Please explain, using the judgment excerpt, why the accused persons got annoyed on the morning of 22.06.2005.

EXCERPT TO READ

- - - - -

Citation : 2024 Latest Caselaw 2927 ALL
Judgement Date : 2 February, 2024
HIGH COURT OF JUDICATURE AT ALLAHABAD, LUCKNOW BENCH ?Neutral Citation No. - 2024:AHC-LKO:10003 A.F.R. Court No. - 16 Case :- CRIMINAL APPEAL No. - 2235 of 2008 Appellant :- Babu Lal Respondent :- State of U.P. Counsel for Appellant :- Madan Mohan Pandey Counsel for Respondent :- G.A. Hon'ble Shamim Ahmed,J.
1. List has been revised.
2. Heard learned Counsel for the parties.
3. The present Criminal Appeal under Section 374(2) of the Cr.P.C. has been filed against the judgment and order dated 23.07.2008 passed by learned Additional Special Sessions Judge/S.C. & S.T. Act/F.T.C.-4, Court No.13, Sultanpur, in Special Sessions Trial No.9/2007 "State vs. Jagesar Verma and Others", arising out of Case Crime No./Court Case No.5/2005, relating to Police Station-Sangrampur, District-Sultanpur, by which the appellants have been convicted under Section 323/34 with a fine of Rs.300/- and in default of payment of fine two months imprisonment.
4. The prosecution case in brief is that the complainant as well as accused persons are resident of same village. There was some old enmity in between the parties. On 22.06.2005 at about 7:00 A.M., the accused persons were building a chappar on the agricultural land of the complainant, when the complainant stopped them from placing a chappar in her land, the accused persons got annoyed and started abusing with caustic words and caste language, and thereafter, when the complainant raised her voice they started beating the complainant, her husband and daughter-in-law. On hue and cry, the other family members reached the spot and tried to save them, they were also beaten brutally by the accused persons. The report regarding aforesaid incident was lodged on 27.09.2005 after moving an application under Section 156(3) Cr.P.C. before the concerned Magistrate, which was registered as Court Case No.05/2005 under Section 323, 504 and 506 and Section 3(1)(x) of SC/ ST Act and charge sheet was submitted by the Investigating Officer under Sections 323, 504 and 506 I.P.C. and Section 3(1)(x) of SC/ST Act on 29.10.2005.

- - - - -

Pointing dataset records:

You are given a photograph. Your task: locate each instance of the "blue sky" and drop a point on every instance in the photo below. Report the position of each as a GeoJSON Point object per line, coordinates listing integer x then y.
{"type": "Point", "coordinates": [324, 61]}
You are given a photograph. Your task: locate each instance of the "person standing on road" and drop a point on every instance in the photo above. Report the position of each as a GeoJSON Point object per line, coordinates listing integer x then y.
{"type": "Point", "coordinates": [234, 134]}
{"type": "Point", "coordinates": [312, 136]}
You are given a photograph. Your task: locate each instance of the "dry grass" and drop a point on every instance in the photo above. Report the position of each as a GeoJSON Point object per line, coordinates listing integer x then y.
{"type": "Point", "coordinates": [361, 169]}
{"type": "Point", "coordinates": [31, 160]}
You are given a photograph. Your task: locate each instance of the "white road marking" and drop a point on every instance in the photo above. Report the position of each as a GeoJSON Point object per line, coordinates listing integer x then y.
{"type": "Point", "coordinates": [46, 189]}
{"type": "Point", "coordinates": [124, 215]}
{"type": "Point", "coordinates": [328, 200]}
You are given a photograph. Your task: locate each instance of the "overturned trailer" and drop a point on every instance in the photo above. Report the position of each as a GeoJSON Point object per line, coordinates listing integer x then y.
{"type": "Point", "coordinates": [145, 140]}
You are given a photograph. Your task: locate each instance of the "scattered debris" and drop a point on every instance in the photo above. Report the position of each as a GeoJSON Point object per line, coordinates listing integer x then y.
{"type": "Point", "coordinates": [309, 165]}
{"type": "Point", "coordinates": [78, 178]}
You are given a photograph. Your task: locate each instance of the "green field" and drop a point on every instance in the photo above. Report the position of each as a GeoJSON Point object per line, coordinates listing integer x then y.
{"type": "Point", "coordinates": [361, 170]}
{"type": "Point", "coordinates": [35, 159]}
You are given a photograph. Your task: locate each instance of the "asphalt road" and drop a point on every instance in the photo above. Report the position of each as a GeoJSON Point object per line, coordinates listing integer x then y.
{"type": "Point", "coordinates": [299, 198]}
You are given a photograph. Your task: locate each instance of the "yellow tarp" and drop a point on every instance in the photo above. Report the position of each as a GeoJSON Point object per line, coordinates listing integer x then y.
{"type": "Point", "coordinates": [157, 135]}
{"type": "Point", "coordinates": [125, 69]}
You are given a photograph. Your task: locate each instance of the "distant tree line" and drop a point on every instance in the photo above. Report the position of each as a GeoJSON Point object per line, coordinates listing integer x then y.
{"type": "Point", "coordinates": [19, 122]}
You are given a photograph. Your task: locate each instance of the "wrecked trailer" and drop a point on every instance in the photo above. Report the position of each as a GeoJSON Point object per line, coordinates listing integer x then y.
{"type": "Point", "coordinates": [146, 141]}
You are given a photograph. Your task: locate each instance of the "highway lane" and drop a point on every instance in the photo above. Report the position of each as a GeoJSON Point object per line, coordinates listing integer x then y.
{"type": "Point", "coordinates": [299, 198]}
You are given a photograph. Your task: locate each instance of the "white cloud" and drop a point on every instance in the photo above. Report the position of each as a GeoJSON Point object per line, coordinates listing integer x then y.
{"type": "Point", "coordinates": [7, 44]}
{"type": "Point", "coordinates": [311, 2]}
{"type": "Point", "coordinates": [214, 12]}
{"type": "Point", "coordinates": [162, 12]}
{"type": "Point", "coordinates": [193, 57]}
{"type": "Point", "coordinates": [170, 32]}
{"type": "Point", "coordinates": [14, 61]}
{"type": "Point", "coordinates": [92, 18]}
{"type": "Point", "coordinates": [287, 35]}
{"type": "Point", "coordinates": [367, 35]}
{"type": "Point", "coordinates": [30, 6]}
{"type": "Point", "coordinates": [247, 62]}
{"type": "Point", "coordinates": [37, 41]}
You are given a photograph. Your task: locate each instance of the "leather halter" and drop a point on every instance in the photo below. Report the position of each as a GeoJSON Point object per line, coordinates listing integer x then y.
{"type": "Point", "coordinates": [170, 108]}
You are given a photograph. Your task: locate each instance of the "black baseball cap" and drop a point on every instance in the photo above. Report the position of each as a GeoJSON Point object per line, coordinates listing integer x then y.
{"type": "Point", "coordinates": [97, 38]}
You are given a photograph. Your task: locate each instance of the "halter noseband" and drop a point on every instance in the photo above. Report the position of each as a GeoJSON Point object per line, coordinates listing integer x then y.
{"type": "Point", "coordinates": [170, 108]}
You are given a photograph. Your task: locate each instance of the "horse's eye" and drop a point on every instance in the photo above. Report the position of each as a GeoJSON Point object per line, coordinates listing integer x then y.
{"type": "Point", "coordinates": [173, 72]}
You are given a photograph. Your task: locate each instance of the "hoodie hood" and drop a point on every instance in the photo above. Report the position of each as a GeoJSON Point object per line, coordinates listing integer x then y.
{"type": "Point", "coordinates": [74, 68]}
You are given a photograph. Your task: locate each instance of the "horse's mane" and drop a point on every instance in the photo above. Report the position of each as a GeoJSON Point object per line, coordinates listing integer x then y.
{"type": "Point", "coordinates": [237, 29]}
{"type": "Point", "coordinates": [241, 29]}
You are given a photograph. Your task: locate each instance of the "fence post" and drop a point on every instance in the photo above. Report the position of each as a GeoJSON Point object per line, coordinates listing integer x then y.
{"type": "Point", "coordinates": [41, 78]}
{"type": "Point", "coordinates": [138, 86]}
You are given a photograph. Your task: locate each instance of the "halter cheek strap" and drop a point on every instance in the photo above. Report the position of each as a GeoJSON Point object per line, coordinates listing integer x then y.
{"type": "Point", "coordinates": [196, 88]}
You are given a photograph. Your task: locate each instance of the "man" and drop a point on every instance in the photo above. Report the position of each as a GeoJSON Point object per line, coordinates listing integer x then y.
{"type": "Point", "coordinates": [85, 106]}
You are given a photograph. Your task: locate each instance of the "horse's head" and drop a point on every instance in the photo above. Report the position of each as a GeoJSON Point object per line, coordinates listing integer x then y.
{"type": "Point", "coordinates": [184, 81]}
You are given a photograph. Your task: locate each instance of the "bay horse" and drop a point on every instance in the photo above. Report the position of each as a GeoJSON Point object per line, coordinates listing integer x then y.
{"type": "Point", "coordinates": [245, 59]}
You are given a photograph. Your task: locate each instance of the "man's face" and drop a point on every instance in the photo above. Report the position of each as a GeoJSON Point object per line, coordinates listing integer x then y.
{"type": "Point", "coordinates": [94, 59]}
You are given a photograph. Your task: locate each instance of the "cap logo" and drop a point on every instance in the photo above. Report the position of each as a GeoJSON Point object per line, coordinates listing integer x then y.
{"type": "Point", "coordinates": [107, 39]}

- - - - -

RIGHT ANSWER
The accused persons were building a chappar on the complainant's agricultural land, and they got annoyed when she stopped them from placing it on her land. They then began abusing her with caustic words and caste language.